● WHAT IS BEING ASKED:
The response consists of the lines from the start of the material below through the line holding "<point>56,15</point>", repeated word for word and without pictures.

════════

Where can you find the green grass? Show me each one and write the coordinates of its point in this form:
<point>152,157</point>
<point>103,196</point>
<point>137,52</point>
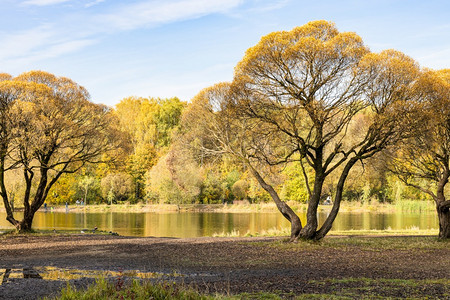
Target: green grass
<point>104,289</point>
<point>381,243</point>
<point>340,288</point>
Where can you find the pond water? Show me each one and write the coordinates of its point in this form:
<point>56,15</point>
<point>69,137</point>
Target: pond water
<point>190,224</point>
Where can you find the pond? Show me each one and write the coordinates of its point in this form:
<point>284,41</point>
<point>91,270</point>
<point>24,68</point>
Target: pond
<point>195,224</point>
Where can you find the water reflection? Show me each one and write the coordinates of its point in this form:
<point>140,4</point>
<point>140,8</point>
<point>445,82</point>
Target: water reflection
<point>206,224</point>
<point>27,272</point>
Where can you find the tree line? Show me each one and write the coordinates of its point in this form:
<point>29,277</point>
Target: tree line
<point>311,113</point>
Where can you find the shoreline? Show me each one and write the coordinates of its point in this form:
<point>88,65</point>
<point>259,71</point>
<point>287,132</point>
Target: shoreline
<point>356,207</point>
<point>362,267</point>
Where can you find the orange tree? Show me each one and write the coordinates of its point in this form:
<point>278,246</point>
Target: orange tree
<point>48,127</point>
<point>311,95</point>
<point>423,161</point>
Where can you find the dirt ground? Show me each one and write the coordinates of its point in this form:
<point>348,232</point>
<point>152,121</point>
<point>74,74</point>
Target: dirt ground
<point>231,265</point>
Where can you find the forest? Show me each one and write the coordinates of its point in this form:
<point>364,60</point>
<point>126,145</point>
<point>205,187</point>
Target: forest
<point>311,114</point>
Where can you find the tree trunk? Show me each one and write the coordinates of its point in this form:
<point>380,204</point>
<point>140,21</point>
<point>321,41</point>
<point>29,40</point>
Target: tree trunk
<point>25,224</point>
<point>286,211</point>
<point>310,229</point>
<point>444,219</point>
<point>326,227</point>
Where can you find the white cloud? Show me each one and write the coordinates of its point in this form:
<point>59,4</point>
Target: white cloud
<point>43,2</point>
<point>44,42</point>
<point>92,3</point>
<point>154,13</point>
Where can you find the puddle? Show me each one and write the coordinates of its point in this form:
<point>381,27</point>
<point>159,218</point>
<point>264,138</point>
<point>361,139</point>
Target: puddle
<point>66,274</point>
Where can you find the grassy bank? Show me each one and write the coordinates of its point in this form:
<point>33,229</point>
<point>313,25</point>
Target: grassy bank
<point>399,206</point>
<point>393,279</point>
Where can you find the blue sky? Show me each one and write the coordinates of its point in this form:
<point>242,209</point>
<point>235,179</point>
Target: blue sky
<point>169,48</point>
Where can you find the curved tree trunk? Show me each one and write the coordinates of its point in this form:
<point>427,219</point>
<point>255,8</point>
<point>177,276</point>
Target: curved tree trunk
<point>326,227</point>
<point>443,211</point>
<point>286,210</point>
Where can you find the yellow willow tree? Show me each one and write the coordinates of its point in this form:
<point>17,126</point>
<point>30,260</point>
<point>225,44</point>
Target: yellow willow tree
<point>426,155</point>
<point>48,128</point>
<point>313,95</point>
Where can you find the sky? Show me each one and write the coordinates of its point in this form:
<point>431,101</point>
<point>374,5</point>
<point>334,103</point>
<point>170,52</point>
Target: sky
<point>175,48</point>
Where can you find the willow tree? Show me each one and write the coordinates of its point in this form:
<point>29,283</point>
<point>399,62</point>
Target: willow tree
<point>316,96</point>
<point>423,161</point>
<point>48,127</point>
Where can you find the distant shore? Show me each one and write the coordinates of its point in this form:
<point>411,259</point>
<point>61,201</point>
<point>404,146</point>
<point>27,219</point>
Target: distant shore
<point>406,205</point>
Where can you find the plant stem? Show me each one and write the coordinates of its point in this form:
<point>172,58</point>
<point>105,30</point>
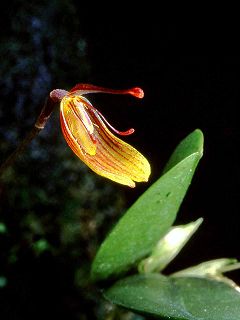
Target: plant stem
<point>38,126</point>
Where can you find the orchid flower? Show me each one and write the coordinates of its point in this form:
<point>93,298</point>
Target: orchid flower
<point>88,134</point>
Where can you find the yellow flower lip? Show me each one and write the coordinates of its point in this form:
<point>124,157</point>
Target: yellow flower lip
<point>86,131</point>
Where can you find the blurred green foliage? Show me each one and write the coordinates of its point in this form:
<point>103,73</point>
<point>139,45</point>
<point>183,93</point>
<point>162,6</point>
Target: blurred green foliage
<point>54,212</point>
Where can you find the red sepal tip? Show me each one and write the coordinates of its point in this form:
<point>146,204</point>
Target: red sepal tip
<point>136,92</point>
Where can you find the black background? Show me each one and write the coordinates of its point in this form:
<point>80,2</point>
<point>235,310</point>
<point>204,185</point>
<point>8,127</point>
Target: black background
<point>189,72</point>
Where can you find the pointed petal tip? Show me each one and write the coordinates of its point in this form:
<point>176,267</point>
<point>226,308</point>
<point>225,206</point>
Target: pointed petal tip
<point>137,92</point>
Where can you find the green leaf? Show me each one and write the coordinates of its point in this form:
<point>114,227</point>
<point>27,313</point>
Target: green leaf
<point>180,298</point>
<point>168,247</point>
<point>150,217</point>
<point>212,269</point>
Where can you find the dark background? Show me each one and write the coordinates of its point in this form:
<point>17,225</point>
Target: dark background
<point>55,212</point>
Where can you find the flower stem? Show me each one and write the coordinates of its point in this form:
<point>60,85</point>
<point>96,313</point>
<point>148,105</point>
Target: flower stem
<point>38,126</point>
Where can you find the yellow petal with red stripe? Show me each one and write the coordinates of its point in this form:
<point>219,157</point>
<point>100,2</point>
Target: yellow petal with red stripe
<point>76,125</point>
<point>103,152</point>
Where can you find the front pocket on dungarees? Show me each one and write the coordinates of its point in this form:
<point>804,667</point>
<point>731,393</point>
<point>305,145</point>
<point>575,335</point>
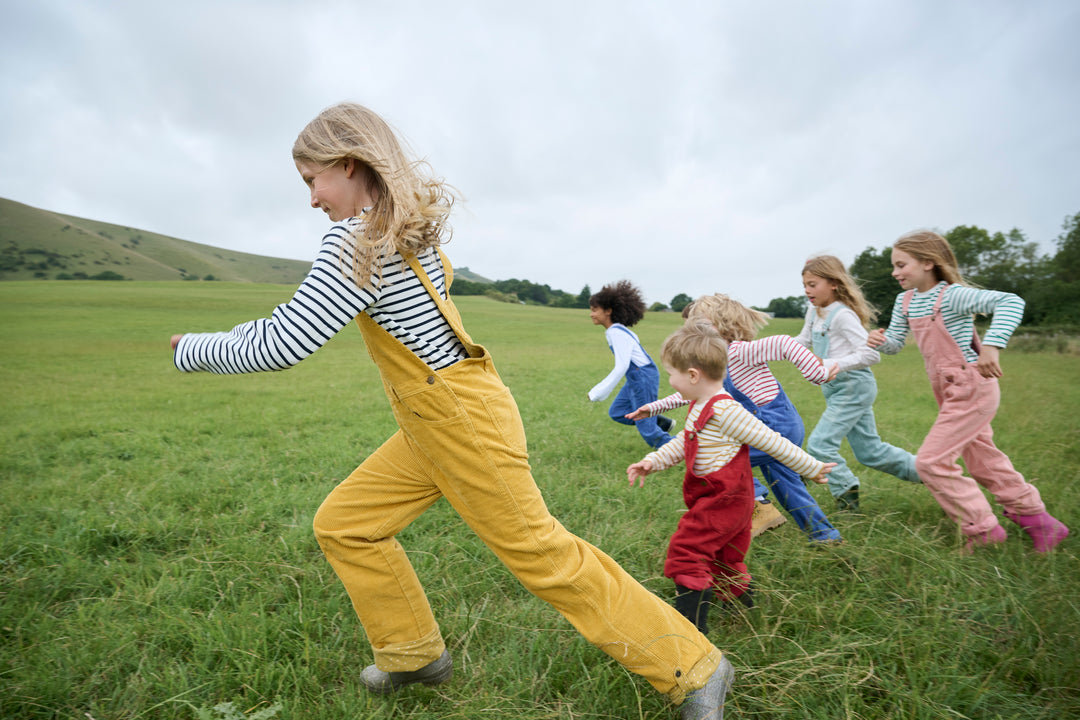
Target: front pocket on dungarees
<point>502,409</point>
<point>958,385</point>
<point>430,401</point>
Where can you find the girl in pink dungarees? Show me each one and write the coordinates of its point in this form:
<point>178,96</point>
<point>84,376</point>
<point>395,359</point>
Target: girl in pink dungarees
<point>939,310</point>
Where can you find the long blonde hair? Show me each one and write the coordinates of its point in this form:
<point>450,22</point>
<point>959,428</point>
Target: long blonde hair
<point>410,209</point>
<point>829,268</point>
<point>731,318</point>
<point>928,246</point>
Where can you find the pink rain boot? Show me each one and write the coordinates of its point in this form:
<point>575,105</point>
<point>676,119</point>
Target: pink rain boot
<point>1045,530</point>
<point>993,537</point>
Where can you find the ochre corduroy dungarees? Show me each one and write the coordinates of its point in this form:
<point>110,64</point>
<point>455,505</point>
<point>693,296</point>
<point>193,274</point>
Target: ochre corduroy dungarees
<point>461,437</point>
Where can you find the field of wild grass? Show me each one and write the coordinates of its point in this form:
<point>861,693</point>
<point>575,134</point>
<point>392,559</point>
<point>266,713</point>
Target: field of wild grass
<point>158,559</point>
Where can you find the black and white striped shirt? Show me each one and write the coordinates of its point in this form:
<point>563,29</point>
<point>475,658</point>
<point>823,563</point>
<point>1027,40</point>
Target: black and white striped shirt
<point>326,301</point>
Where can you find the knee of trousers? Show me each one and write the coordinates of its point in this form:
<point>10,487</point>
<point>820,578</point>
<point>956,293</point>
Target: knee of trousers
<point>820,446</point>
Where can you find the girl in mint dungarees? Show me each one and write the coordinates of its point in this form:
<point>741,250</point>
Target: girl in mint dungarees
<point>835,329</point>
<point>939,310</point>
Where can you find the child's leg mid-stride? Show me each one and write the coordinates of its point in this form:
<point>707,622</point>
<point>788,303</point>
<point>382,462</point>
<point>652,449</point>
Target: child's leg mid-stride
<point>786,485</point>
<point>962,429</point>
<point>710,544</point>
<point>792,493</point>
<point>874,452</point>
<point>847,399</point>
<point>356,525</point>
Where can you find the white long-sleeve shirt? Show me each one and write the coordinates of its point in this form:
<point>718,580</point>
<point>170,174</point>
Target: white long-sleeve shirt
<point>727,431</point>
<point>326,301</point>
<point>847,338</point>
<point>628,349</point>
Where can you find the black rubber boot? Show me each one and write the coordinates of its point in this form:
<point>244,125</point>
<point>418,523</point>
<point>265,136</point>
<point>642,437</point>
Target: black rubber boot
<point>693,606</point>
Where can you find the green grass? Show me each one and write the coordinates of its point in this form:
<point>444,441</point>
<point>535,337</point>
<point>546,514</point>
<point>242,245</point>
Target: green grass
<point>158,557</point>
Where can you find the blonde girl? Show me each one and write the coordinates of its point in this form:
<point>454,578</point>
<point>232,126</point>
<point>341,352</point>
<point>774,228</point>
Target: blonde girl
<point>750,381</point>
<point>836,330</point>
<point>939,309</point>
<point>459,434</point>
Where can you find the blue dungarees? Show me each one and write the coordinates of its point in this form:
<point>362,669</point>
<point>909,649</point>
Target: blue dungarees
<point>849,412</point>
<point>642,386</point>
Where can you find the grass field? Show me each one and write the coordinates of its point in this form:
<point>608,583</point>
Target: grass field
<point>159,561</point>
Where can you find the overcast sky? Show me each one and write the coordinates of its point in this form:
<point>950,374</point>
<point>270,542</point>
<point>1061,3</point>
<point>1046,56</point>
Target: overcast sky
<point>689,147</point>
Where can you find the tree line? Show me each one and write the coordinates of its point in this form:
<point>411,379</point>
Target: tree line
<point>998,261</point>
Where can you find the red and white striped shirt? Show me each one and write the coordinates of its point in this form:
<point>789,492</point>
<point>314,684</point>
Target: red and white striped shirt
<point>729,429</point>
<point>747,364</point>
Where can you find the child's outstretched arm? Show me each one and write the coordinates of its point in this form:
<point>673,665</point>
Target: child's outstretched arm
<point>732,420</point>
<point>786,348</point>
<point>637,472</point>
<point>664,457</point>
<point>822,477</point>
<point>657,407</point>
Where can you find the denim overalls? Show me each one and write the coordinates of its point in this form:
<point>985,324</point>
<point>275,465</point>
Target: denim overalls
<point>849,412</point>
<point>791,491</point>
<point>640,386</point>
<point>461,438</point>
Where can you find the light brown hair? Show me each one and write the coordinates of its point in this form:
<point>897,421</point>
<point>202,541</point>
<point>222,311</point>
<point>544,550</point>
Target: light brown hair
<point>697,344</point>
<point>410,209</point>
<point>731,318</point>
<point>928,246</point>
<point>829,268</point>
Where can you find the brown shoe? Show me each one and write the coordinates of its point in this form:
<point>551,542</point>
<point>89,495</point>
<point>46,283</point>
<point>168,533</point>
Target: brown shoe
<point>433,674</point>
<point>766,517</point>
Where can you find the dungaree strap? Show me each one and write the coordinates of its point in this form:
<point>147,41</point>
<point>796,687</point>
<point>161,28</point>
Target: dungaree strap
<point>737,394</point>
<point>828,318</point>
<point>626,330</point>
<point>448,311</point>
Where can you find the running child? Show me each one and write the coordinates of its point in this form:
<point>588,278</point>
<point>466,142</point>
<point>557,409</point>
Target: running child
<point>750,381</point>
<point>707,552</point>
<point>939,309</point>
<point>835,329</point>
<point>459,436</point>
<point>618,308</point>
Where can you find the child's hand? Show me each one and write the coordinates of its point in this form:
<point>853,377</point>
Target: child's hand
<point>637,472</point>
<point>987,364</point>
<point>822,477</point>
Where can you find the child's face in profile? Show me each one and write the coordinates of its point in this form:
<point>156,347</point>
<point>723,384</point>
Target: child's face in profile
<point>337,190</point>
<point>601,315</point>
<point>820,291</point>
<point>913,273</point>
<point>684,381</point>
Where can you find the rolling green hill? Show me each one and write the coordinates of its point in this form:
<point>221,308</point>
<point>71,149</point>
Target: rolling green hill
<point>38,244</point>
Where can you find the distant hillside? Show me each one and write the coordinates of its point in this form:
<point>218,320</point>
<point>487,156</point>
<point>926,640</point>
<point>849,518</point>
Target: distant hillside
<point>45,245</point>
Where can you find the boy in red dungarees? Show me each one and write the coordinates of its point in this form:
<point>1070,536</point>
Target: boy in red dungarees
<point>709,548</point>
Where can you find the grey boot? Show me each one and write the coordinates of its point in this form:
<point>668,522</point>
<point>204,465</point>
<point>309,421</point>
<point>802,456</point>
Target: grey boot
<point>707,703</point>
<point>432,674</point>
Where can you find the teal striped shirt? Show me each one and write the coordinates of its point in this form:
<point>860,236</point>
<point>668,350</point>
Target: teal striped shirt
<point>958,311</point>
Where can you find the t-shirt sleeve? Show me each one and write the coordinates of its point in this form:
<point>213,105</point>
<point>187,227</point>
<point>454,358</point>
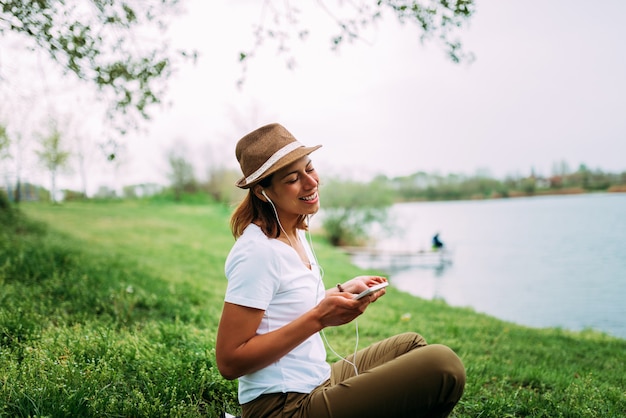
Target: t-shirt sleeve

════════

● WRITTEN RESPONSE:
Where can you find the green grass? Show me each one and write the coordinates of its point in this form:
<point>152,157</point>
<point>103,196</point>
<point>137,52</point>
Target: green grass
<point>104,289</point>
<point>381,243</point>
<point>340,288</point>
Where can you find the pond water? Show me each one and write the coordinates of its point in this form:
<point>56,15</point>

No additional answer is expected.